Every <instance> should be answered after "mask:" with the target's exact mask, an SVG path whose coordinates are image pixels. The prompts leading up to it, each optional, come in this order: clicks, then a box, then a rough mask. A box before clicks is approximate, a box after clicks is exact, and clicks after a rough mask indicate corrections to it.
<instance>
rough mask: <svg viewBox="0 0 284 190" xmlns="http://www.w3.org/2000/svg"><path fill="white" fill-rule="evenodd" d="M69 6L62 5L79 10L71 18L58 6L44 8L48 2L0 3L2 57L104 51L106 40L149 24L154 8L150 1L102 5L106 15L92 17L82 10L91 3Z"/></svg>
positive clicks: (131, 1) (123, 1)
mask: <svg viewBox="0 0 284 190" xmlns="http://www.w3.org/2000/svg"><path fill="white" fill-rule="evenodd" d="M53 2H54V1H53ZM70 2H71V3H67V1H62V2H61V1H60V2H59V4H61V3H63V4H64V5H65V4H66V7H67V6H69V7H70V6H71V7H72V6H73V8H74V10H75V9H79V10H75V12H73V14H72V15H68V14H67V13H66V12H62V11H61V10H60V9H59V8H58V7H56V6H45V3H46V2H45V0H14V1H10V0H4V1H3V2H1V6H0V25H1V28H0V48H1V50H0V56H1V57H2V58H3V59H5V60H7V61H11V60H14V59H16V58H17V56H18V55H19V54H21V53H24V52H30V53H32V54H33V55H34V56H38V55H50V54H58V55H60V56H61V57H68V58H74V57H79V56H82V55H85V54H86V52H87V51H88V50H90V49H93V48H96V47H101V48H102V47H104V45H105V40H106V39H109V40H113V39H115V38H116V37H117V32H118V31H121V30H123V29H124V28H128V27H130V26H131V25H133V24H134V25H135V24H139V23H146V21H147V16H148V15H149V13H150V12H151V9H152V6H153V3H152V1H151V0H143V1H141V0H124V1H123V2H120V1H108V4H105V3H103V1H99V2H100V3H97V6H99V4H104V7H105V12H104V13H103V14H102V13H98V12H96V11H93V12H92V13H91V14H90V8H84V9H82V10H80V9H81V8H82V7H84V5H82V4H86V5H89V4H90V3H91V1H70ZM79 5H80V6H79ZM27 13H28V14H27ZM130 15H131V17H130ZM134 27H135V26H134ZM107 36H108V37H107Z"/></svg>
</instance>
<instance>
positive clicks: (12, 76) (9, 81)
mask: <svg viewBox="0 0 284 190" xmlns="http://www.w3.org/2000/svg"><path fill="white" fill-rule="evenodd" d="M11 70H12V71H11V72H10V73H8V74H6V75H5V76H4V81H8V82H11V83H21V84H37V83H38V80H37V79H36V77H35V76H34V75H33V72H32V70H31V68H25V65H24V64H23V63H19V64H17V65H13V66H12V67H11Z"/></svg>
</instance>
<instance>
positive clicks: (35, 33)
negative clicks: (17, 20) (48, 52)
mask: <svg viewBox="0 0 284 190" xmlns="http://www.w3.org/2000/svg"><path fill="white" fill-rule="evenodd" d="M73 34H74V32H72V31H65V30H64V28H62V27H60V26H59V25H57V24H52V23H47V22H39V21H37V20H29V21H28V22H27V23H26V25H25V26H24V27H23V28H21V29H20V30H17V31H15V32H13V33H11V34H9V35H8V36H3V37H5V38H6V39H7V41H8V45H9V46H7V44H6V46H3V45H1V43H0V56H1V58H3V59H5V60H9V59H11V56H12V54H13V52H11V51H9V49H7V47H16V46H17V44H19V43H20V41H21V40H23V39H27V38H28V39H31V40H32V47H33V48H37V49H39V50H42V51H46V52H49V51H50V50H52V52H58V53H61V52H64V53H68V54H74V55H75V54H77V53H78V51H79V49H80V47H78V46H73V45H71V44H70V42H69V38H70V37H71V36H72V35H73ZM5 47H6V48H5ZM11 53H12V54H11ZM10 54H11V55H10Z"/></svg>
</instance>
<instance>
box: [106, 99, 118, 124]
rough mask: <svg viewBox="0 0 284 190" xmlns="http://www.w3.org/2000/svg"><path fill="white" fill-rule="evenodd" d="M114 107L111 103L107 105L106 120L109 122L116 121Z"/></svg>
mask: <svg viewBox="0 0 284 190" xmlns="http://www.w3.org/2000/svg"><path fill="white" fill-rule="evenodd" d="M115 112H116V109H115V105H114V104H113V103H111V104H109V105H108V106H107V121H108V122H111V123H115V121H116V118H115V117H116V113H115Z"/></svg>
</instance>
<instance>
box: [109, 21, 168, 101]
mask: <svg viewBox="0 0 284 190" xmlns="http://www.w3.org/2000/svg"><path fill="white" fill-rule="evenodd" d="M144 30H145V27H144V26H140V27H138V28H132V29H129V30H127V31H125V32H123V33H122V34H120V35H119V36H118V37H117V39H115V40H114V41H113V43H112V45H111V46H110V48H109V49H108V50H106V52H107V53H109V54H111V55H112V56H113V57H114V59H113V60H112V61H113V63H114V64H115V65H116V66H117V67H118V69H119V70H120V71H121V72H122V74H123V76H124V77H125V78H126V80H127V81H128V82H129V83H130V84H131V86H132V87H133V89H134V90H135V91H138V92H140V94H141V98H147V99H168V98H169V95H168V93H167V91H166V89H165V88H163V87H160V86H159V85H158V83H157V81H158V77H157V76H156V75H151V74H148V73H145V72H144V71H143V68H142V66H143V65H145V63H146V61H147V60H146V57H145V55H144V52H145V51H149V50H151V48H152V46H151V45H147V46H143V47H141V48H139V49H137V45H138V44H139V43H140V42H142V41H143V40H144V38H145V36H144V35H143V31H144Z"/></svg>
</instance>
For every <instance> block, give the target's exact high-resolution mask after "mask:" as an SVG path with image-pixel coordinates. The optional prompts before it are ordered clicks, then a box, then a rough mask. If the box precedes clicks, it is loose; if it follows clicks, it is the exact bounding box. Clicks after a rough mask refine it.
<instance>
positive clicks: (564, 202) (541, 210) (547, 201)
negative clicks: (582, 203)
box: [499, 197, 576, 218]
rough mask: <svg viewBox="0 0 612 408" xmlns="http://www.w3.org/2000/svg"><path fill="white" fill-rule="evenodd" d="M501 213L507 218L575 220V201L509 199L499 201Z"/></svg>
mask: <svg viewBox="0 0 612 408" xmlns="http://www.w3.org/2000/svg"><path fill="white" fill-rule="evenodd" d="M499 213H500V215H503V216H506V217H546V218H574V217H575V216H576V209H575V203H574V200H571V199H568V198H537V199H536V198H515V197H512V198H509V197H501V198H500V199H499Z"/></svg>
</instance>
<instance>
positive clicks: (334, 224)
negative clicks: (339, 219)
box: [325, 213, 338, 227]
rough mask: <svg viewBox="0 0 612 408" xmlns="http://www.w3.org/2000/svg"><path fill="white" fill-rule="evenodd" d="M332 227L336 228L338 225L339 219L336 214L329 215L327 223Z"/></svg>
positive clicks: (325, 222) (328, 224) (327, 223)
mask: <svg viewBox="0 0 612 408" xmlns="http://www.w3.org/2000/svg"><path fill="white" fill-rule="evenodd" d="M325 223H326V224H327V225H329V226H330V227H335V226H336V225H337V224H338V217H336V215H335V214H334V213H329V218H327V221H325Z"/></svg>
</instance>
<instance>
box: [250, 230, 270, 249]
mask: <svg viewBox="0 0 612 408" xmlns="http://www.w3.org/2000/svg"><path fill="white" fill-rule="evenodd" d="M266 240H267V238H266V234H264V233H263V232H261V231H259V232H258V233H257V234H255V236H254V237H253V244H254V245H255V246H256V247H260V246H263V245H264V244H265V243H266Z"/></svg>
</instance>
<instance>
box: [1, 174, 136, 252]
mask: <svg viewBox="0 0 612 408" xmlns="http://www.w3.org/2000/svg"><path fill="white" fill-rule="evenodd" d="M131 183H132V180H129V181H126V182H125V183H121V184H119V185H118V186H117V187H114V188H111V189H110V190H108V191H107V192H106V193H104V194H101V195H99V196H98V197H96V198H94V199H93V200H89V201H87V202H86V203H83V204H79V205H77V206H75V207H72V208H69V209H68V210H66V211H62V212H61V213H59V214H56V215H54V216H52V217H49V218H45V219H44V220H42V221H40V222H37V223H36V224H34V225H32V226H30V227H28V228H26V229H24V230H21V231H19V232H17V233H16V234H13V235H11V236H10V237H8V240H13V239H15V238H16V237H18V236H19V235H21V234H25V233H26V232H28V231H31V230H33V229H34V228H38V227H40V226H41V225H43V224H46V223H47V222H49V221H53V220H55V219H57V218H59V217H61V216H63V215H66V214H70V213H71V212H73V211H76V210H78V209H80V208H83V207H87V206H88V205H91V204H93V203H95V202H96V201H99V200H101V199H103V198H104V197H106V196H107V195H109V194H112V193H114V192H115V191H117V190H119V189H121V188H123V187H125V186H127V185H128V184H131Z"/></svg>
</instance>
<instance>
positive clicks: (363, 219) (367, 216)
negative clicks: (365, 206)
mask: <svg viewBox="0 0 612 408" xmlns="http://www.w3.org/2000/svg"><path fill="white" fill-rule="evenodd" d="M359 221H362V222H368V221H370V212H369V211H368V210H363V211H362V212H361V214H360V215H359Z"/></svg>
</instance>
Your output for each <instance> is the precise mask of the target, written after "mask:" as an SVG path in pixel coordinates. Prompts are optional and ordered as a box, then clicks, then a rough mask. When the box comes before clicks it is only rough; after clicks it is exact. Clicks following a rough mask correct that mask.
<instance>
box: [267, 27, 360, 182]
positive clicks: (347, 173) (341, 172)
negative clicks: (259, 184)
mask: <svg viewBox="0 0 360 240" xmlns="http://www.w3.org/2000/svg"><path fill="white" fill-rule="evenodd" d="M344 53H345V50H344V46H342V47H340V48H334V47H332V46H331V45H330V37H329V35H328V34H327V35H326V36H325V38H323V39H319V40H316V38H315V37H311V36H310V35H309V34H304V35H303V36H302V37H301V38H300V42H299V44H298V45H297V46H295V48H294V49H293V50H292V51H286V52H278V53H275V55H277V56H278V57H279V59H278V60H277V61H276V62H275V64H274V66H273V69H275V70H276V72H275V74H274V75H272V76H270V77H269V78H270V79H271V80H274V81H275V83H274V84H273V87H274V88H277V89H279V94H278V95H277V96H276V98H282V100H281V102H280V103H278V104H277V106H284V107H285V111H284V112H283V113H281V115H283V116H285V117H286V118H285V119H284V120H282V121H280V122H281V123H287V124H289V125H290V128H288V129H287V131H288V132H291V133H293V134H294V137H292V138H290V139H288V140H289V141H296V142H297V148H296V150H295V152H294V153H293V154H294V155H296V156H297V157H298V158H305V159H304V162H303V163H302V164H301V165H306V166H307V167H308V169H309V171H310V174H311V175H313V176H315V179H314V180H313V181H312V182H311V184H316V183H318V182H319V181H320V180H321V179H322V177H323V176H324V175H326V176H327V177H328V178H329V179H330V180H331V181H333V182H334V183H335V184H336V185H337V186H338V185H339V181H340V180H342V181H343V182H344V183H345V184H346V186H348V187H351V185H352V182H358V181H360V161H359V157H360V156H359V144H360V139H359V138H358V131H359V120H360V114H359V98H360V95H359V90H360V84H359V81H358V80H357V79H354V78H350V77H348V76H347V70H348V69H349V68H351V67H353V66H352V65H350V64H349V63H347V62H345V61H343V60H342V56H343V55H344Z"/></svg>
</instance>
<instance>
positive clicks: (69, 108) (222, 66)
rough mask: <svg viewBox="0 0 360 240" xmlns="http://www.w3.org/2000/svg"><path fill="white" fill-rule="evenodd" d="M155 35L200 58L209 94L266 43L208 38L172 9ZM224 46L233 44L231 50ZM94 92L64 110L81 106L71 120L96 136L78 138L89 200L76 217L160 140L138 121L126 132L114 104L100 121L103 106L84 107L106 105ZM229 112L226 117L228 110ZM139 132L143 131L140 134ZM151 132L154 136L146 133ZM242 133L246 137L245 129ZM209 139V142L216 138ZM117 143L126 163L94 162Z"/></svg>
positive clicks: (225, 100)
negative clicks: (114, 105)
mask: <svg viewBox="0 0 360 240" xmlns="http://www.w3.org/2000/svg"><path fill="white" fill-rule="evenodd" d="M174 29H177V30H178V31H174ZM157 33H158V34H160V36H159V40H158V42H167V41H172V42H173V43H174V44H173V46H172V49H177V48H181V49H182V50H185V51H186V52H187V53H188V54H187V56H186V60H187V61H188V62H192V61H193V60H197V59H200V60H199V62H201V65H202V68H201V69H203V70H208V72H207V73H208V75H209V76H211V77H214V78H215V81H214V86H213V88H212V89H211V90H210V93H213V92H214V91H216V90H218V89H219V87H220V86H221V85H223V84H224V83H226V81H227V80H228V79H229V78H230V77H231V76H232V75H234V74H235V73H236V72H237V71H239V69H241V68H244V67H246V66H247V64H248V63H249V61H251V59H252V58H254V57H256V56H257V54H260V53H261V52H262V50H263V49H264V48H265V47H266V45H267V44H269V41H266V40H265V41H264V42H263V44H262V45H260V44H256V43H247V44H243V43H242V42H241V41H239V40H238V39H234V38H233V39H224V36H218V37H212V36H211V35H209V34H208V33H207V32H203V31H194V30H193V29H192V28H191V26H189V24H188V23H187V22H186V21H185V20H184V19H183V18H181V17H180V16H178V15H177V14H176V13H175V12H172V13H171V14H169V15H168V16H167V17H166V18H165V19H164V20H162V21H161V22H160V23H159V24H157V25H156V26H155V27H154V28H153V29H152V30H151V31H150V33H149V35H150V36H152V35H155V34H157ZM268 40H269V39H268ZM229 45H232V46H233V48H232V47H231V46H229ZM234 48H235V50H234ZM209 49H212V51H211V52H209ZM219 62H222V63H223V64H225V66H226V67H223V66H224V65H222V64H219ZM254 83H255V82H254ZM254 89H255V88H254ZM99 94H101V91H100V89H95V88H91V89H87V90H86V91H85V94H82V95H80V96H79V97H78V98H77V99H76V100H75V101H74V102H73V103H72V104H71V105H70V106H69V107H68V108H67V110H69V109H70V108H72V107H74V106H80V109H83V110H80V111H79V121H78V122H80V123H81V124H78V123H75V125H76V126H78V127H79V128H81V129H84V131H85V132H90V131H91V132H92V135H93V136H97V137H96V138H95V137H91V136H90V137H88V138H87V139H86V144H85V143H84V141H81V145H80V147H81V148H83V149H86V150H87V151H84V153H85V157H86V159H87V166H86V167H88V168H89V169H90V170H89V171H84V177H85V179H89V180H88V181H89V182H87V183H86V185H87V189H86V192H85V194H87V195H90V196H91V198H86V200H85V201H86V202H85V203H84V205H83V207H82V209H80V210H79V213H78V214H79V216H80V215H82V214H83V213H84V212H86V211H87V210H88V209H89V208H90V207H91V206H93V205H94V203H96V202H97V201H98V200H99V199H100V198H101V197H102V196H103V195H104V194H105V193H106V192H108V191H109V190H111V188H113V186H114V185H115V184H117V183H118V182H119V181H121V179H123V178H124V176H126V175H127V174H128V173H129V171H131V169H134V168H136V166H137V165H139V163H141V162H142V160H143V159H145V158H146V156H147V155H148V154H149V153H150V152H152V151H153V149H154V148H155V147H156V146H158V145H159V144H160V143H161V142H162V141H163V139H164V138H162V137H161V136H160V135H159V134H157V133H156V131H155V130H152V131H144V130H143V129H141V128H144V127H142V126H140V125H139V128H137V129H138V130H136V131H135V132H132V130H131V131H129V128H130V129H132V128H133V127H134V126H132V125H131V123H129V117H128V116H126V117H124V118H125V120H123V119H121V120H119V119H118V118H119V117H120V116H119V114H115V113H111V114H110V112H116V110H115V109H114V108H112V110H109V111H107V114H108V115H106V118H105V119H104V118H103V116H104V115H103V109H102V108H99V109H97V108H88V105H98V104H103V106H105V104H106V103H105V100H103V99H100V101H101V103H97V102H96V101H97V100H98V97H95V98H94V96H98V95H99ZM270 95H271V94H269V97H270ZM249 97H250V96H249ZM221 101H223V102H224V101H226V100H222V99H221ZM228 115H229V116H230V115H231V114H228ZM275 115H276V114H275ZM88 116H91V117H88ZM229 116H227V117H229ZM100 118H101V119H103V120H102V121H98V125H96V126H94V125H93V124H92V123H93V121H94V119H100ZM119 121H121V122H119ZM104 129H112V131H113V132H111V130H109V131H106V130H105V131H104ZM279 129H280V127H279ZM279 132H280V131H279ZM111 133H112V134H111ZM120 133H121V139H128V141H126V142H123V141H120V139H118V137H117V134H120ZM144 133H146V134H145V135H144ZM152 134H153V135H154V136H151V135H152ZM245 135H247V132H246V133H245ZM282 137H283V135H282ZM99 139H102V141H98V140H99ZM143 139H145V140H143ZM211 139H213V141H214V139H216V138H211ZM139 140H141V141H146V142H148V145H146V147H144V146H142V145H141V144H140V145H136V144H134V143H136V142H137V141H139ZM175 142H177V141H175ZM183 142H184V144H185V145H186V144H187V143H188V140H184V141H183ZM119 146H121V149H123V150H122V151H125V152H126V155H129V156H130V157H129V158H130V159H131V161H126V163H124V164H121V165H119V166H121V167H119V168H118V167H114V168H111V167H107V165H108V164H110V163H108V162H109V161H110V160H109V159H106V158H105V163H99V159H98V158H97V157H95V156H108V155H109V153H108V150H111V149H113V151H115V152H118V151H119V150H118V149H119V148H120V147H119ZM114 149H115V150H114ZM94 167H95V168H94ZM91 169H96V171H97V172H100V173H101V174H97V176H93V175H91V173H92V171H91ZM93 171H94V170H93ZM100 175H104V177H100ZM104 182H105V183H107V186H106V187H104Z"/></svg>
= = =
## [JOB ITEM]
Pull out every line of the listing above that contains the word "optional".

## [SOLUTION]
Every <instance> should be answered after "mask:" with the target's exact mask, an SVG path whose coordinates are image pixels. The prompts leading up to it, each optional, come in this order: clicks, then a box, then a rough mask. A box before clicks is approximate, a box after clicks is exact, and clicks after a rough mask indicate corrections to it.
For every <instance> block, give the target's exact high-resolution mask after "mask:" as an SVG path with image-pixel coordinates. The optional prompts before it are ordered clicks, then a box, then a rough mask. If the box precedes clicks, it is loose; if it follows clicks, it is the exact bounding box. Clicks after a rough mask refine it.
Your output for each <instance> is the precise mask of the target, written after "mask:" as an SVG path in pixel coordinates. Prompts are optional and ordered as a box, then clicks, then a rough mask. When the box comes before clicks it is only rough; after clicks it is exact. Clicks following a rough mask correct that mask.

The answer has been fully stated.